■ Given exercise ■
Reproduce verbatim the entries below, from the line containing "# point at: mooring rope (one per instance)" up to and including the line containing "# point at: wooden dock (one per instance)", and nothing else.

■ Recorded information ■
▼▼▼

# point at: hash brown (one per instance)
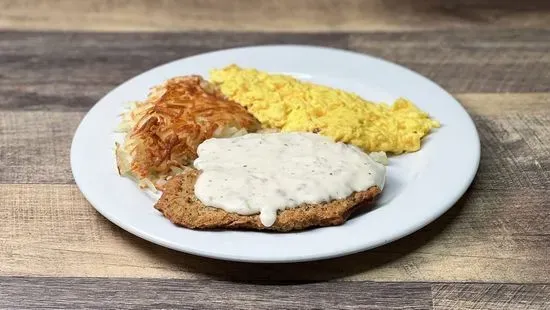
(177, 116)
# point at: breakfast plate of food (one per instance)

▲▲▲
▼▼▼

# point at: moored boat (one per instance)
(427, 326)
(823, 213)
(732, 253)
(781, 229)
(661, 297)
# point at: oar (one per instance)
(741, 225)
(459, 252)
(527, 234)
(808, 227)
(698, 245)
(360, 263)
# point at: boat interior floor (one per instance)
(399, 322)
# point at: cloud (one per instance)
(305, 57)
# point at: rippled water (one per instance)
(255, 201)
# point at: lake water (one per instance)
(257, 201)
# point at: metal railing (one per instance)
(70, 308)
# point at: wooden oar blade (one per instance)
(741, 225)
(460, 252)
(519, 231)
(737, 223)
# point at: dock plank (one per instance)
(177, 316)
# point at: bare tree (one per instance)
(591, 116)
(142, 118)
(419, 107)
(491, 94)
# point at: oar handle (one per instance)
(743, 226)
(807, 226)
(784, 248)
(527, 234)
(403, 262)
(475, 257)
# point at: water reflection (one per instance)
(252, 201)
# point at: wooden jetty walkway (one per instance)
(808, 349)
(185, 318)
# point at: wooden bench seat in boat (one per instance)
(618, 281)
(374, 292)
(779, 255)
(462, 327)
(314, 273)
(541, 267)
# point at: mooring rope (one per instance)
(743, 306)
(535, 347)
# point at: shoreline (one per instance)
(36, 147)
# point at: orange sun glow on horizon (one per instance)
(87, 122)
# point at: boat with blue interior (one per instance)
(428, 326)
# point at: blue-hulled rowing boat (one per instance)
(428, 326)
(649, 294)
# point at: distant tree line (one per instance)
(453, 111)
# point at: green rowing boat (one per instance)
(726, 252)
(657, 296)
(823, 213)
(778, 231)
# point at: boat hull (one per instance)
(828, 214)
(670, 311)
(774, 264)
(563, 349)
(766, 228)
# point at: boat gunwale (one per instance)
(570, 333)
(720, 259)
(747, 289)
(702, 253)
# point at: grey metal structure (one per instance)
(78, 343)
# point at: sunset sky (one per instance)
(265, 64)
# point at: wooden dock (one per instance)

▲▲▲

■ Result for this exercise ■
# point at: mooring rope (one per instance)
(743, 306)
(535, 347)
# point at: shoreline (one per instance)
(36, 147)
# point at: orange sun glow on horizon (one per instance)
(87, 122)
# point at: boat with blue interior (one per instance)
(428, 326)
# point at: blue-hulled rowing boat (one per instance)
(428, 326)
(649, 294)
# point at: distant tree line (one per instance)
(453, 111)
# point at: green rowing boat (one per instance)
(726, 252)
(657, 296)
(823, 213)
(778, 231)
# point at: boat hull (one per instance)
(828, 214)
(670, 311)
(774, 264)
(563, 349)
(766, 228)
# point at: boat gunwale (one per instance)
(570, 333)
(720, 259)
(747, 289)
(702, 253)
# point at: grey metal structure (one per instance)
(78, 343)
# point at: sunset sky (one per instance)
(265, 64)
# point at: wooden dock (one per instance)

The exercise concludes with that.